What the task asks: Rewrite the material below so that every "photo" becomes "image", with nothing else altered. Omit the pictures from your reply.

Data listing
— begin —

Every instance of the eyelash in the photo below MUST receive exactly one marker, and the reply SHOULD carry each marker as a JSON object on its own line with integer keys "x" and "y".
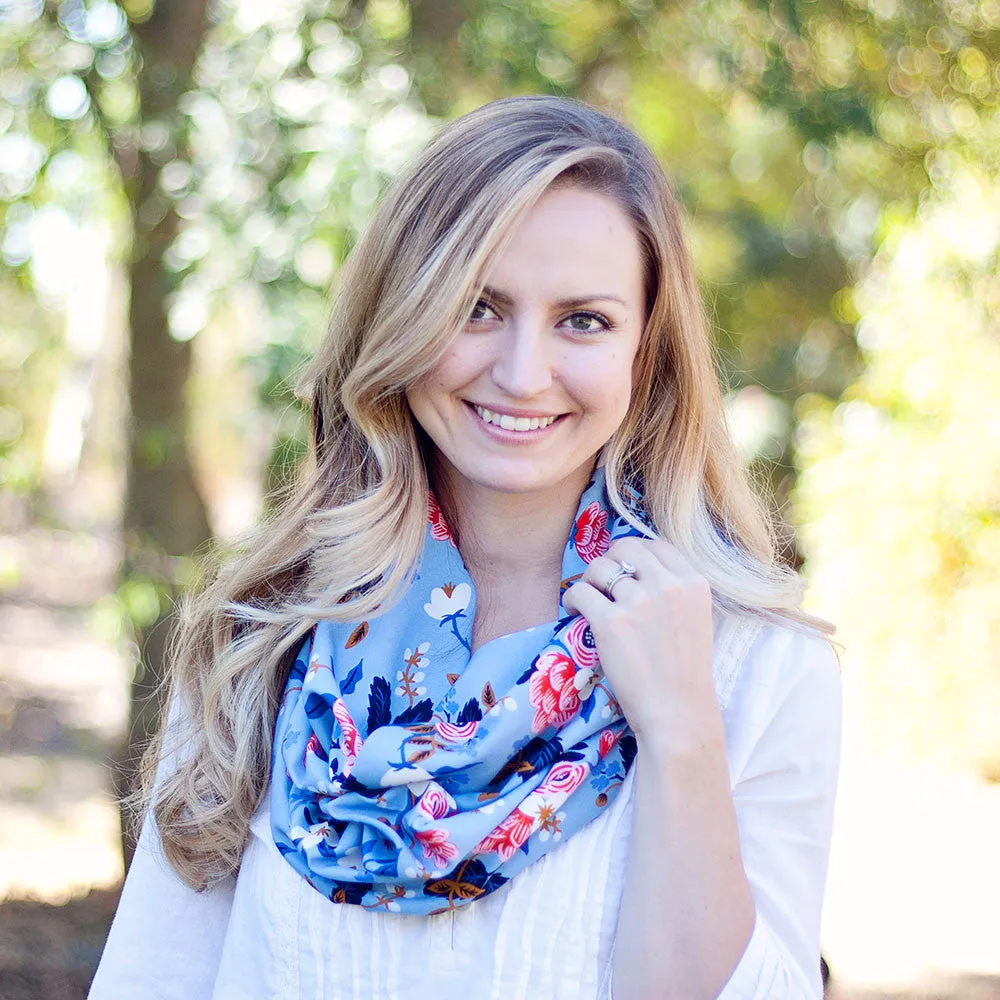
{"x": 606, "y": 323}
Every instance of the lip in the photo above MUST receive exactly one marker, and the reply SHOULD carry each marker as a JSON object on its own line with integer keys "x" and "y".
{"x": 503, "y": 436}
{"x": 510, "y": 411}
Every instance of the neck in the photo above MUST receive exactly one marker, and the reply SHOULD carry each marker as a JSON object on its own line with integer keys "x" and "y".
{"x": 510, "y": 537}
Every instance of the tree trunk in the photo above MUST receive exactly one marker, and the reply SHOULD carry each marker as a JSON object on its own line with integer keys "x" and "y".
{"x": 165, "y": 517}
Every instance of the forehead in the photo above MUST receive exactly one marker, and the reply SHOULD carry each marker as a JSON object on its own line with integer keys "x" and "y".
{"x": 573, "y": 240}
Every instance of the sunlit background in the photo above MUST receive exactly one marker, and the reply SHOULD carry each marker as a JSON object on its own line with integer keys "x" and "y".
{"x": 179, "y": 184}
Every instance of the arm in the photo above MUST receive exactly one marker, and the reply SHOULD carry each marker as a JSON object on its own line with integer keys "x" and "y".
{"x": 682, "y": 911}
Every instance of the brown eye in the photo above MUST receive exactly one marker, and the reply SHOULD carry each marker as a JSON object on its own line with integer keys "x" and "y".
{"x": 587, "y": 322}
{"x": 482, "y": 310}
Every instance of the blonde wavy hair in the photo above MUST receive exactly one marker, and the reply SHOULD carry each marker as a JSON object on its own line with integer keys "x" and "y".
{"x": 346, "y": 540}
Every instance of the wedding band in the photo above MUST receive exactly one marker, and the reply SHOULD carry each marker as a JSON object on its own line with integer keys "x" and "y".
{"x": 624, "y": 569}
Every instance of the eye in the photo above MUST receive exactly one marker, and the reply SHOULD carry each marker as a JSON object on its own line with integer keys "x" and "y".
{"x": 587, "y": 322}
{"x": 481, "y": 311}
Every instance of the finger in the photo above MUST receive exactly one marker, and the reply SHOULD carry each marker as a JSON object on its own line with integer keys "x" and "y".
{"x": 601, "y": 570}
{"x": 643, "y": 559}
{"x": 665, "y": 553}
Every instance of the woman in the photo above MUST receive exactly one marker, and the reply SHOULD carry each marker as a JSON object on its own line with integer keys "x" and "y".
{"x": 512, "y": 699}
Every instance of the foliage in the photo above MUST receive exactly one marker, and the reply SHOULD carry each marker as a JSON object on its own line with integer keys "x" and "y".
{"x": 900, "y": 495}
{"x": 814, "y": 144}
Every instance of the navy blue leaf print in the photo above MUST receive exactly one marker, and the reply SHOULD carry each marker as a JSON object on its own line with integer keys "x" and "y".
{"x": 351, "y": 784}
{"x": 628, "y": 748}
{"x": 528, "y": 672}
{"x": 423, "y": 711}
{"x": 348, "y": 892}
{"x": 471, "y": 713}
{"x": 350, "y": 682}
{"x": 317, "y": 705}
{"x": 379, "y": 700}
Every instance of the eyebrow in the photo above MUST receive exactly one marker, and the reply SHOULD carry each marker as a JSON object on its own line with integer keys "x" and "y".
{"x": 501, "y": 298}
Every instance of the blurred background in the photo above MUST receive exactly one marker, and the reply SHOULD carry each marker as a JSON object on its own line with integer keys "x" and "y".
{"x": 180, "y": 181}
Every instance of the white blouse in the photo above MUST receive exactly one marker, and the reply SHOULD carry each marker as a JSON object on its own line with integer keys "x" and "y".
{"x": 548, "y": 934}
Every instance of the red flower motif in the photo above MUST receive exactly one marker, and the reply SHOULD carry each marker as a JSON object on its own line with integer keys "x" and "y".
{"x": 580, "y": 641}
{"x": 436, "y": 802}
{"x": 564, "y": 778}
{"x": 436, "y": 846}
{"x": 314, "y": 747}
{"x": 451, "y": 733}
{"x": 440, "y": 531}
{"x": 350, "y": 739}
{"x": 552, "y": 691}
{"x": 591, "y": 535}
{"x": 506, "y": 838}
{"x": 608, "y": 741}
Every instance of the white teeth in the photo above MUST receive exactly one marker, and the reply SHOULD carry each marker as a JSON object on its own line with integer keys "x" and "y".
{"x": 509, "y": 423}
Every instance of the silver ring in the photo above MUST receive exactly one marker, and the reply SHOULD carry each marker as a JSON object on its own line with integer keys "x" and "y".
{"x": 624, "y": 569}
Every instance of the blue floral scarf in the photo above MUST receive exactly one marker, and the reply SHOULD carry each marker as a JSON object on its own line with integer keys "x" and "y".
{"x": 412, "y": 777}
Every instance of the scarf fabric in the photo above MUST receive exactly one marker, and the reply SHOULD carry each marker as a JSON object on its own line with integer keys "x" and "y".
{"x": 413, "y": 776}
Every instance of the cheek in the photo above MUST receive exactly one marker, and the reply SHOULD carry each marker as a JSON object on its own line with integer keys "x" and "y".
{"x": 604, "y": 386}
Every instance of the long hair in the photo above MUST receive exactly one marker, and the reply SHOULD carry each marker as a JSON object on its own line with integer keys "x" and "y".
{"x": 346, "y": 541}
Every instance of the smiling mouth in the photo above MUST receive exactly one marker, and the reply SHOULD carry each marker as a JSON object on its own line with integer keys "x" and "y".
{"x": 508, "y": 422}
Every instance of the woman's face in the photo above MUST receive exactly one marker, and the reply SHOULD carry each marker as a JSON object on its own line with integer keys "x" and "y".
{"x": 541, "y": 376}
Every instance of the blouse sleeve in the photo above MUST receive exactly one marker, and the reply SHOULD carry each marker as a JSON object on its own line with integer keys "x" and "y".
{"x": 166, "y": 939}
{"x": 783, "y": 742}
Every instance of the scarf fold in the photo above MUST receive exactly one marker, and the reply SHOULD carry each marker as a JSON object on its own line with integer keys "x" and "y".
{"x": 414, "y": 777}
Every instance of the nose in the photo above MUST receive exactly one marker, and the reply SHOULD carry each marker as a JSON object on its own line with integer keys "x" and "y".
{"x": 523, "y": 366}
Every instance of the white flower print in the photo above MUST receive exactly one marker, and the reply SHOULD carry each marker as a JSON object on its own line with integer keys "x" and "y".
{"x": 448, "y": 600}
{"x": 447, "y": 604}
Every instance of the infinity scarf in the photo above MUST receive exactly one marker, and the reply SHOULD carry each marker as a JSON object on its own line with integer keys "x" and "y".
{"x": 413, "y": 776}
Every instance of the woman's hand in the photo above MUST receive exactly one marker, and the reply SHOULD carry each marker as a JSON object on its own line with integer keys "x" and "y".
{"x": 654, "y": 638}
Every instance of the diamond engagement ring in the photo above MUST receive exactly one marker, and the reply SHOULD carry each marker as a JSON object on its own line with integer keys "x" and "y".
{"x": 624, "y": 569}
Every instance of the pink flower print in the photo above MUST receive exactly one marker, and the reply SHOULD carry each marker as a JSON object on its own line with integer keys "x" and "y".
{"x": 552, "y": 691}
{"x": 440, "y": 531}
{"x": 436, "y": 846}
{"x": 544, "y": 811}
{"x": 608, "y": 741}
{"x": 506, "y": 838}
{"x": 350, "y": 739}
{"x": 579, "y": 640}
{"x": 591, "y": 535}
{"x": 564, "y": 778}
{"x": 436, "y": 802}
{"x": 452, "y": 733}
{"x": 313, "y": 746}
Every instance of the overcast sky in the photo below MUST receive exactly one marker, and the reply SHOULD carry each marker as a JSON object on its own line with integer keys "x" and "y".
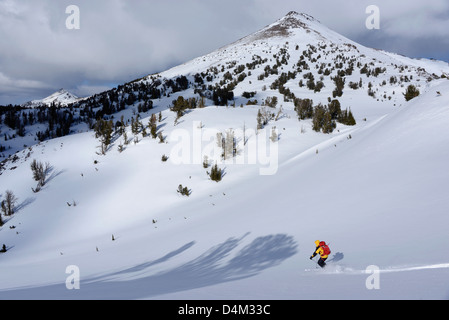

— end —

Solution to the problem:
Every instance of the eyelash in the image below MUST receive exactly one marker, and the reply SHOULD carry each marker as a JSON object on its own line with integer keys "x" and "y".
{"x": 606, "y": 323}
Every instance of the lip in the image above MUST receive exactly one marker, and the reply SHOULD carry each marker as a JSON object on its own line with integer keys "x" and "y".
{"x": 503, "y": 436}
{"x": 510, "y": 411}
Every instance of the neck in the image above MUST receive exactly one marker, and the reply SHOULD carry each marker as a JSON object on its own line with integer keys "x" and "y".
{"x": 510, "y": 537}
Every instance of the tree trunk in the image above MUST receive exactly one marker, and the reply SHOULD carry each marker as a JSON object on its own line with integer keys "x" and "y".
{"x": 165, "y": 517}
Every instance of the forehead in the image above MUST receive exactly one marker, and the reply SHOULD carry each marker as a JSON object on its own line with integer keys "x" and "y".
{"x": 573, "y": 240}
Every instance of the sunlit background in the image above MUST receive exactly one marker, and the reply SHOULD carry each marker as a JSON object on its own line with integer keys "x" and "y".
{"x": 179, "y": 184}
Every instance of the arm in the image above MUST receive exactly one marker, and the reply SHOULD carry each marker as a JSON object on its own line with integer keys "x" and "y".
{"x": 682, "y": 911}
Every instance of the brown eye in the image above MUST receive exactly one marker, and the reply SHOULD carry each marker as a JSON object on its own line with integer keys "x" and "y".
{"x": 587, "y": 322}
{"x": 482, "y": 310}
Every instance of the blonde wavy hair in the image above MUST receive exactly one marker, and the reply SHOULD carry each marker as a JSON object on its own line with integer keys "x" and "y".
{"x": 346, "y": 540}
Every instance of the wedding band in the image above MUST receive exactly one marker, and the reply SHOULD carry each marker as a JSON object on its own line with integer keys "x" and "y".
{"x": 624, "y": 569}
Every instance of the eye in the image above MUST receive exactly one marker, and the reply SHOULD carry each marker as a JSON object on its own line with integer keys "x" and "y".
{"x": 587, "y": 322}
{"x": 481, "y": 311}
Every instance of the finger in the image above MUST receive exactly one marker, and the reply SHOULD carry each marker as a JSON object on its own line with integer keys "x" and "y".
{"x": 601, "y": 570}
{"x": 643, "y": 559}
{"x": 665, "y": 553}
Every instance of the woman in the image above MUST receive exactly one marker, and the reply SHOULD carry each marker as a JSON object on its own line with integer keys "x" and "y".
{"x": 512, "y": 699}
Every instance of the foliage in the image above MUST receive exactly one marker, and the reply SHOULD carry each marker as a JSON object on its own line with integer keys "x" and "y".
{"x": 900, "y": 495}
{"x": 814, "y": 144}
Every instance of the navy blue leaf print in the image above MUST receive exactly one marker, and the reply SHOULD carry each marker as a JSON object on its own line with integer keys "x" and "y".
{"x": 351, "y": 784}
{"x": 628, "y": 748}
{"x": 528, "y": 672}
{"x": 423, "y": 711}
{"x": 348, "y": 892}
{"x": 471, "y": 713}
{"x": 350, "y": 682}
{"x": 317, "y": 705}
{"x": 379, "y": 700}
Every instance of the eyebrow in the image above MUST receive exactly one marker, and the reply SHOULD carry each marker as a JSON object on its own line with integer keys "x" and "y".
{"x": 501, "y": 298}
Every instance of the blurred background in the image above MUST receive exactly one marker, and the reply SHOULD carry each marker as a JSON object on its own line with integer keys "x" and "y".
{"x": 180, "y": 181}
Every instance of the white blouse in the image above MUST receive exactly one marker, and the reply SHOULD carry each marker as a JSON object on its own line with integer keys "x" and "y".
{"x": 548, "y": 934}
Every instance of the red flower motif in the image above MUST receive exactly one marker, and the reply SHOULD carry each marker as a JSON object on its own line with integer keys "x" and "y".
{"x": 580, "y": 641}
{"x": 436, "y": 802}
{"x": 564, "y": 778}
{"x": 436, "y": 846}
{"x": 314, "y": 747}
{"x": 451, "y": 733}
{"x": 440, "y": 531}
{"x": 350, "y": 739}
{"x": 552, "y": 691}
{"x": 591, "y": 535}
{"x": 506, "y": 838}
{"x": 608, "y": 741}
Every instance of the white teeth in the image above MUST receive exactly one marker, and the reply SHOULD carry each marker as a JSON object on its own line with integer keys "x" and "y".
{"x": 509, "y": 423}
Every instance of the silver ring in the image above MUST receive exactly one marker, and the reply SHOULD carry each marker as a JSON object on its own line with integer keys "x" and "y".
{"x": 624, "y": 569}
Every instance of the blue floral scarf in the image above MUST receive exactly one marker, and the reply SHOULD carry each marker as a JSON object on its own line with integer keys "x" and "y".
{"x": 412, "y": 777}
Every instance of the scarf fabric in the image above MUST receive exactly one marker, and the reply SHOULD carry each marker as a JSON object on its own line with integer keys "x" and "y".
{"x": 413, "y": 776}
Every instance of the cheek in the image above MUST receive exactly one marker, and the reply SHOULD carry each marker as a JSON object on its own line with integer keys "x" and "y".
{"x": 604, "y": 386}
Every instance of the long hair in the image above MUST receive exactly one marker, and the reply SHOULD carry each marker as a JSON object on its own line with integer keys "x" and "y".
{"x": 346, "y": 541}
Every instance of the smiling mouth in the image above MUST receive exactly one marker, and the reply SHOULD carry each marker as a JSON object on its own line with integer keys "x" and "y".
{"x": 508, "y": 422}
Every instance of the woman's face in the image above MUST receive exactly one marker, and the reply SHOULD carry each marker as a JSON object on its own line with integer keys "x" and "y".
{"x": 541, "y": 376}
Every instance of the blouse sleeve in the image above MUST receive exactly one marker, and the reply SHOULD carry each marker as a JSON object on its own line with integer keys "x" and "y".
{"x": 166, "y": 939}
{"x": 783, "y": 742}
Every instance of the scarf fold in the image above MUST receive exactly one marker, and the reply SHOULD carry each marker as a JSON object on its own line with integer keys "x" and "y".
{"x": 414, "y": 777}
Every instance of the nose in the image above MUST receive exactly one marker, and the reply SHOULD carry each marker as a JSON object on its own line with integer keys "x" and "y".
{"x": 523, "y": 366}
Every instance of the white flower print in the image above MUST receive exactly one marker, and the reply SHOULD carry each marker as a JSON object on its own line with integer keys "x" and "y".
{"x": 448, "y": 600}
{"x": 447, "y": 604}
Every instance of the infinity scarf in the image above MUST receive exactly one marker, and the reply SHOULD carry each marker as a JSON object on its own line with integer keys "x" and "y".
{"x": 413, "y": 776}
Every instance of the woman's hand in the image above MUST receive exactly one marker, and the reply SHOULD carry each marker as a JSON object on its own line with integer keys "x" and "y".
{"x": 654, "y": 638}
Every instance of the diamond engagement ring in the image above MUST receive exactly one marker, and the reply SHOULD carry each marker as a JSON object on its own line with integer keys "x" and "y".
{"x": 624, "y": 569}
Every instance of the pink flower print in the image above MUST receive exactly one marker, and the reply SHOULD carry each marker as a JSON object on its own line with integer keys "x" and "y".
{"x": 552, "y": 691}
{"x": 440, "y": 531}
{"x": 436, "y": 846}
{"x": 544, "y": 811}
{"x": 608, "y": 741}
{"x": 506, "y": 838}
{"x": 350, "y": 739}
{"x": 579, "y": 640}
{"x": 591, "y": 535}
{"x": 564, "y": 778}
{"x": 436, "y": 802}
{"x": 452, "y": 733}
{"x": 313, "y": 746}
Every instance of the overcast sky in the image below MUST receive exactly one marker, and the reply SHOULD carry each marker as a JSON object on its own line with integer keys "x" and "y".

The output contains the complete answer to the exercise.